──────── Provided passage ────────
Day 6 Linear Mixed Models

September 15th

6.1 Announcements

  • Linear mixed models workshop
  • Assignment 3 is posted. See Google docs here.
  • Assignment 2 grades will be posted this evening.
  • Project proposal due Sept 24 (next week)
    • Schedule an appointment
    • Talk to your classmates to find a partner
  • What’s that wooden cup I drink from:
Lionel Messi drinking mate after winning the World Cup in 2022.
Lionel Messi drinking mate after winning the World Cup in 2022.

6.2 Mixed Models Review

  • Distributions of the data
  • Linear predictor
  • Models for some of the parameters (e.g., \(u \sim N(0, \sigma^2_u)\)).
  • Mixed models are hierarchical models
  • Sharing information between groups

6.3 Estimation of parameters in Mixed Models

6.3.1 Analysis of variance (ANOVA)

  • ANOVA can be considered a special case of the linear model.
  • Each row of the ANOVA table corresponds to a source of variation and the variance of a corresponding to a set of regression coefficients.
────────
> [Short exercise 1]
Copy the lecture notes from "Day 6 Linear" through "posted this evening.", substituting "Class Notices" for "Announcements".
The lecture notes and the rows after them are separate material.
──────── Data supplied ────────
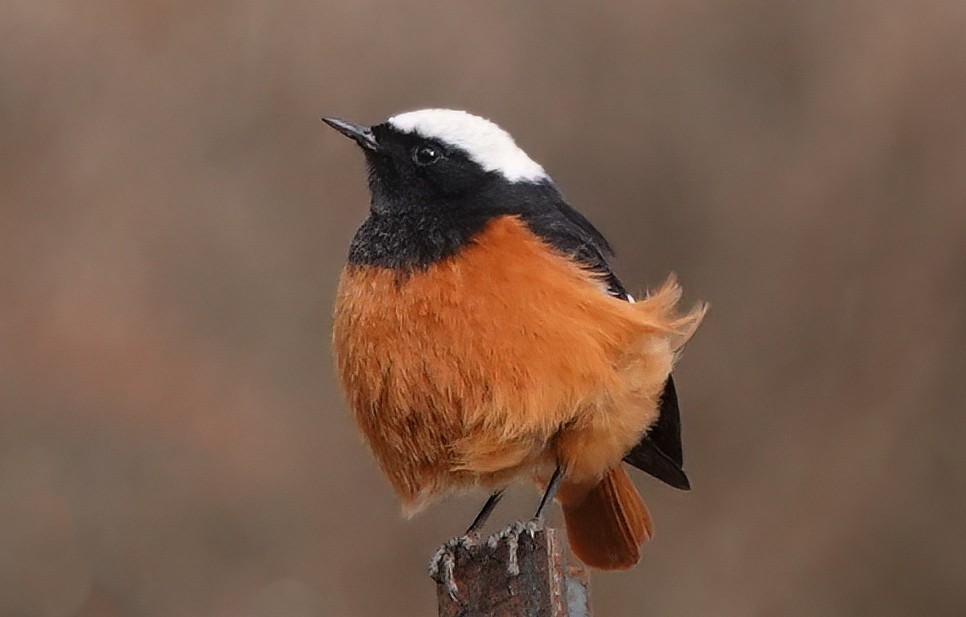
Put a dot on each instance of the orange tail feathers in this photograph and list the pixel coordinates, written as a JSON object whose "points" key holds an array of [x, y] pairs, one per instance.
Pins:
{"points": [[608, 523]]}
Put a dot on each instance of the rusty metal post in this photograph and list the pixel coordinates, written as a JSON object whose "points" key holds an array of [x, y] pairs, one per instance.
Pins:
{"points": [[526, 570]]}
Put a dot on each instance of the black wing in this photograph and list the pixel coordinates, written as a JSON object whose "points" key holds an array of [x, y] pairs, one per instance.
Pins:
{"points": [[659, 451]]}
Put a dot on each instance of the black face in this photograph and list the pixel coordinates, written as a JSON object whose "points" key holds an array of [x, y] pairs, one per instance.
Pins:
{"points": [[409, 173], [430, 199]]}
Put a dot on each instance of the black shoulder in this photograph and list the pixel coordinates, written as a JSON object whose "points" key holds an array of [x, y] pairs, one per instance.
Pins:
{"points": [[561, 226]]}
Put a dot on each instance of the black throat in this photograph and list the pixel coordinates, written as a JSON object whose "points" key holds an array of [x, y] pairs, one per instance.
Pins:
{"points": [[414, 237]]}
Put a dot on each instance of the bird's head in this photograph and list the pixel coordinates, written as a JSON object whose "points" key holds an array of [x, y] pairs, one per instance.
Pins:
{"points": [[437, 158]]}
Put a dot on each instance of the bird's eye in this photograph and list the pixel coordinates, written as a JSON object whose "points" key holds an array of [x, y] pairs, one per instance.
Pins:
{"points": [[426, 155]]}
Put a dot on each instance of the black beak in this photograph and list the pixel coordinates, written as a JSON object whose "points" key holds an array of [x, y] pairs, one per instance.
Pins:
{"points": [[362, 135]]}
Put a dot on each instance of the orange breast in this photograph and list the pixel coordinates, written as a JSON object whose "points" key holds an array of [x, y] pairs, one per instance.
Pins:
{"points": [[505, 356]]}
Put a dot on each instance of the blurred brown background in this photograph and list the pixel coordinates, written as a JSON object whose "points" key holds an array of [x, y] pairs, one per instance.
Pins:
{"points": [[174, 218]]}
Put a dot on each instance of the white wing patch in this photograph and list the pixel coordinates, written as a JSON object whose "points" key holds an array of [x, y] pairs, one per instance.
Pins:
{"points": [[483, 141]]}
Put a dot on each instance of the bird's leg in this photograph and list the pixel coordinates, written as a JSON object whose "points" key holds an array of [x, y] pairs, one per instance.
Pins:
{"points": [[484, 514], [550, 492]]}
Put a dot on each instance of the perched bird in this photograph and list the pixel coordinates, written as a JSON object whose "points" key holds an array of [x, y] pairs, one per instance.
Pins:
{"points": [[481, 336]]}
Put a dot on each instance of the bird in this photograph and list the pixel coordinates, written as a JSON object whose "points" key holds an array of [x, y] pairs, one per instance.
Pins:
{"points": [[482, 338]]}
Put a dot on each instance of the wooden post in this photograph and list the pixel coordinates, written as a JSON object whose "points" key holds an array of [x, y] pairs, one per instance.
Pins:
{"points": [[525, 570]]}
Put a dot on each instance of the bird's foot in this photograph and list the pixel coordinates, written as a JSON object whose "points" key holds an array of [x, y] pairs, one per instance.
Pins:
{"points": [[444, 560], [511, 535]]}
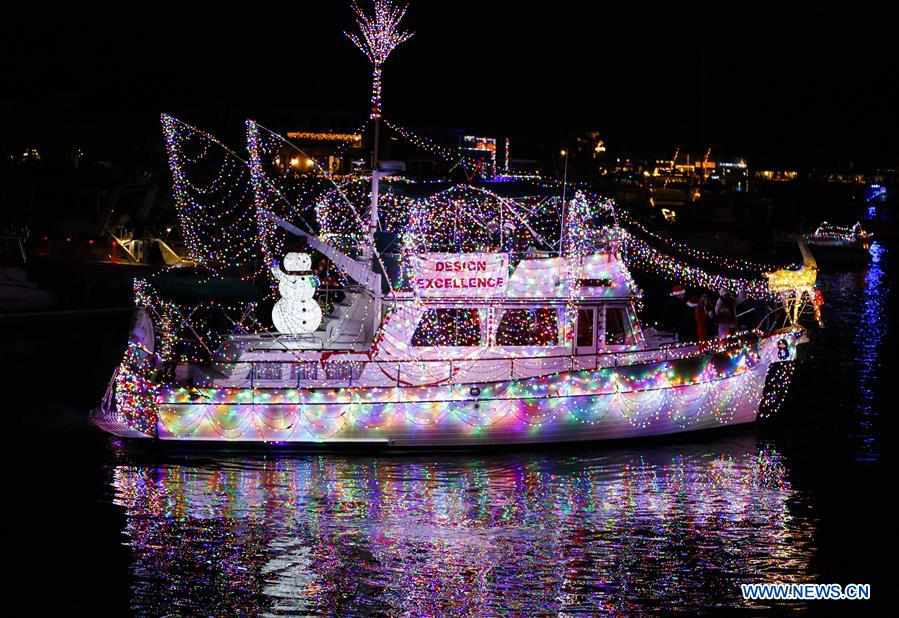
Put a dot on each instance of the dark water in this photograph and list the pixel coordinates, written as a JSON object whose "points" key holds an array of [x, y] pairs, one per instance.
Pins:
{"points": [[636, 528]]}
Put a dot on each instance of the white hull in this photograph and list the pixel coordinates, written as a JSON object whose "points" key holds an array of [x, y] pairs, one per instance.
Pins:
{"points": [[565, 407]]}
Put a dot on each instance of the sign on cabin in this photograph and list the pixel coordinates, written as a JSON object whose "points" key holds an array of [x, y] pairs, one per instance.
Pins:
{"points": [[460, 275]]}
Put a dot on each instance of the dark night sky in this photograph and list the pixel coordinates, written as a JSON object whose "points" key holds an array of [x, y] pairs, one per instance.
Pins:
{"points": [[779, 86]]}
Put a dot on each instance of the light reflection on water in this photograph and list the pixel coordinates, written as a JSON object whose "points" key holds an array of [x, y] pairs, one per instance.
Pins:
{"points": [[846, 376], [599, 530]]}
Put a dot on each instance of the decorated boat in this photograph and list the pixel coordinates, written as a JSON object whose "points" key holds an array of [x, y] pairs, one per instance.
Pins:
{"points": [[840, 243], [457, 316]]}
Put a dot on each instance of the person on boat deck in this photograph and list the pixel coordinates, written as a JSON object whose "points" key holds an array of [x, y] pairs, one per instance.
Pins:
{"points": [[726, 314], [687, 330], [673, 310], [703, 317]]}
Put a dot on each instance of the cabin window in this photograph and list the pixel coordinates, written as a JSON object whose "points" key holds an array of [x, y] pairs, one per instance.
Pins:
{"points": [[448, 327], [618, 328], [585, 328], [528, 327]]}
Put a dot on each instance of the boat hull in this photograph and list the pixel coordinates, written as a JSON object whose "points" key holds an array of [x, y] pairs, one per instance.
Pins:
{"points": [[611, 403]]}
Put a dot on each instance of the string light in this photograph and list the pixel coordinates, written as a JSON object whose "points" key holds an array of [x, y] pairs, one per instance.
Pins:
{"points": [[379, 34]]}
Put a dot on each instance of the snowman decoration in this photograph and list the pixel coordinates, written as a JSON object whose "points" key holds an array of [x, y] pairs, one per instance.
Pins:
{"points": [[296, 313]]}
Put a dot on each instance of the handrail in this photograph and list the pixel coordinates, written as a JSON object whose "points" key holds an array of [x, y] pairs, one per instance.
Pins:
{"points": [[701, 347], [356, 367]]}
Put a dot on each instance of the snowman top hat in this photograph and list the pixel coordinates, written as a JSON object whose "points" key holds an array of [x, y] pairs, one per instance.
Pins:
{"points": [[297, 263]]}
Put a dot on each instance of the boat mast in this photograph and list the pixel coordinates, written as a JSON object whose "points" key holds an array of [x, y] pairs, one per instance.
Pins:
{"points": [[379, 34]]}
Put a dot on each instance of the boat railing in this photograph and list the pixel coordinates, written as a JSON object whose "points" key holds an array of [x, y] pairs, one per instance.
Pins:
{"points": [[354, 372]]}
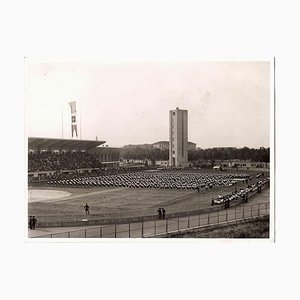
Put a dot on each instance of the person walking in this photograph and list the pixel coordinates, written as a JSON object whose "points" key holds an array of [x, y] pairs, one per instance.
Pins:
{"points": [[30, 222], [33, 220], [163, 212], [159, 213], [87, 209]]}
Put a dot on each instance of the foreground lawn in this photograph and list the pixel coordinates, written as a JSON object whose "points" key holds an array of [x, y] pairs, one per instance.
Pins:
{"points": [[258, 228]]}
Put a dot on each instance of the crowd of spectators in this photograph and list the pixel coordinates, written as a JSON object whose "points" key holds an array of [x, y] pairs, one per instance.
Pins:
{"points": [[50, 161], [161, 180], [243, 193]]}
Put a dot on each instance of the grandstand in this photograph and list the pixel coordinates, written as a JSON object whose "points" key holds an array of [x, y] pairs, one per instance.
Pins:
{"points": [[49, 157]]}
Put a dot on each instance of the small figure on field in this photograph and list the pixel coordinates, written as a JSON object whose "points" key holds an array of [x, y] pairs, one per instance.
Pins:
{"points": [[164, 212], [30, 222], [33, 222], [87, 209], [159, 213]]}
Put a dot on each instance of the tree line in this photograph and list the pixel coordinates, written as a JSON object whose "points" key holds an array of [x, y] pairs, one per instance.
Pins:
{"points": [[258, 155]]}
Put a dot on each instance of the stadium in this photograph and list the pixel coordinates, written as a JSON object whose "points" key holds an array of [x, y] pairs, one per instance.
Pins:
{"points": [[64, 175]]}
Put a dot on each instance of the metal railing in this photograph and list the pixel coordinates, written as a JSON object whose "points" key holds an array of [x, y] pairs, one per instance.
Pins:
{"points": [[64, 220], [155, 228]]}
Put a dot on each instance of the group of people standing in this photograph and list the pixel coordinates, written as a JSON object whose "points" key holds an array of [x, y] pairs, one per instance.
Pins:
{"points": [[161, 213], [32, 222]]}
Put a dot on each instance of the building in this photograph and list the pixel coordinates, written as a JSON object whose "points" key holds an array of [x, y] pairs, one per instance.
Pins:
{"points": [[53, 148], [178, 142], [163, 145], [191, 146]]}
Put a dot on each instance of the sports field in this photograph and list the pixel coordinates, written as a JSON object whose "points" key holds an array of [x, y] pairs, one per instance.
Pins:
{"points": [[112, 203]]}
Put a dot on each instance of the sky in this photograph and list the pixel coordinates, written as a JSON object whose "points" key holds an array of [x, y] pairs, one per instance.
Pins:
{"points": [[228, 103]]}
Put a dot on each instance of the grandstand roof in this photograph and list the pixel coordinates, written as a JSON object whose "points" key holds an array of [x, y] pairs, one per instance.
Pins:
{"points": [[61, 144]]}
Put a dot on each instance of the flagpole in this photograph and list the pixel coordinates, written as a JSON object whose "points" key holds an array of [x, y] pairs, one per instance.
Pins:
{"points": [[62, 122]]}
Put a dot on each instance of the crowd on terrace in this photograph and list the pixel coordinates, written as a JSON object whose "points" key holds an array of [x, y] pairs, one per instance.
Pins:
{"points": [[161, 180]]}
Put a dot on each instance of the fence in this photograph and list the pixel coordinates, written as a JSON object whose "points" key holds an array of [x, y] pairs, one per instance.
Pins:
{"points": [[155, 228], [93, 220]]}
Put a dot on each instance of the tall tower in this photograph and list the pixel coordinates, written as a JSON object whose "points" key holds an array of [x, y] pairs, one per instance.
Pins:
{"points": [[178, 143]]}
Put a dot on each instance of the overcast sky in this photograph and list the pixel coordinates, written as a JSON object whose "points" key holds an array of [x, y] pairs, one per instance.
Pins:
{"points": [[228, 103]]}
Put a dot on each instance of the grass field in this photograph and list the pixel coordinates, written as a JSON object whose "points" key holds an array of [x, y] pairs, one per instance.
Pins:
{"points": [[113, 203], [257, 228]]}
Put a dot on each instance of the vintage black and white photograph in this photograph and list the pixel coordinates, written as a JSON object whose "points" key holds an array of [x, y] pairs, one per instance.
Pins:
{"points": [[149, 150]]}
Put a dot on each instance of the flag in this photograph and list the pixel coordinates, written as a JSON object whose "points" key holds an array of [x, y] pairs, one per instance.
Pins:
{"points": [[73, 118]]}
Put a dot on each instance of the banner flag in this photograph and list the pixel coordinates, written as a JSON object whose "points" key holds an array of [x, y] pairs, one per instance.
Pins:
{"points": [[73, 117]]}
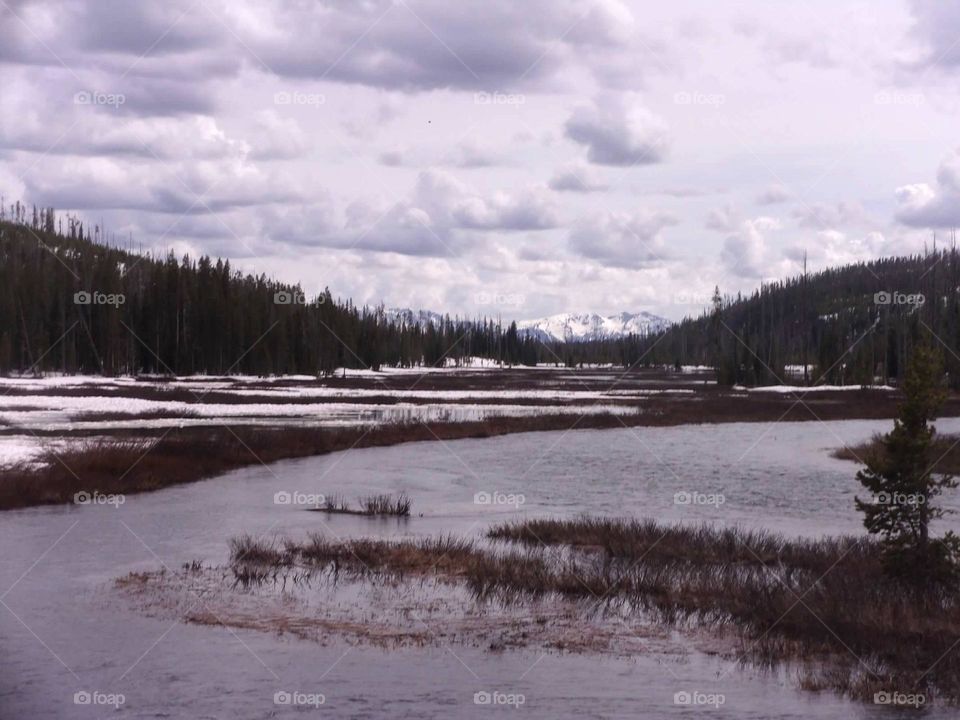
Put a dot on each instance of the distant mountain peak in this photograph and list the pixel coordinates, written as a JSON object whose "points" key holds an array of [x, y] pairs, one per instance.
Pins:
{"points": [[577, 327], [565, 327]]}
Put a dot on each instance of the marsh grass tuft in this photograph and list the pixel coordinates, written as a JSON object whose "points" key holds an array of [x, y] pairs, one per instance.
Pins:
{"points": [[824, 605]]}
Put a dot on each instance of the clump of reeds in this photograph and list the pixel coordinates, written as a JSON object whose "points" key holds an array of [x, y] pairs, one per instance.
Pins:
{"points": [[822, 604], [383, 504]]}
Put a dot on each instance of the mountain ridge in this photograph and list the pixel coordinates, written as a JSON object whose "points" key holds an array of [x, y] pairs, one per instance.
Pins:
{"points": [[561, 327]]}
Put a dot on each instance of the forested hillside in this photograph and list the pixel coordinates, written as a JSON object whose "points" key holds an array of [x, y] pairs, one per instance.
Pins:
{"points": [[70, 304], [854, 324]]}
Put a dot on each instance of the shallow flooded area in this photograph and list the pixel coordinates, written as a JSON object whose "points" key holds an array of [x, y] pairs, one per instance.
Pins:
{"points": [[68, 630]]}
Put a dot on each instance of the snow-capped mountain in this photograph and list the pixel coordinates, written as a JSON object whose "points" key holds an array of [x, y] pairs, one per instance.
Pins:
{"points": [[413, 317], [566, 327], [574, 327]]}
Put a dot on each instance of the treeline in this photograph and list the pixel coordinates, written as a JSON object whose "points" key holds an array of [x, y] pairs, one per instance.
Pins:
────────
> [Short exercise 2]
Can you transcribe the rows word for word, starting at the line that contains "Put a dot on each instance of the treeline" and continuing through the end of the rows?

> [Reply 1]
Day 6 Linear Mixed Models

September 15th

6.1 Class Notices

  • Linear mixed models workshop
  • Assignment 3 is posted. See Google docs here.
  • Assignment 2 grades will be posted this evening.

> [Reply 2]
Put a dot on each instance of the treeline in this photograph and list the pixel coordinates, written as a JSON object whose "points" key holds an array of [x, y] pairs, one per instance.
Pins:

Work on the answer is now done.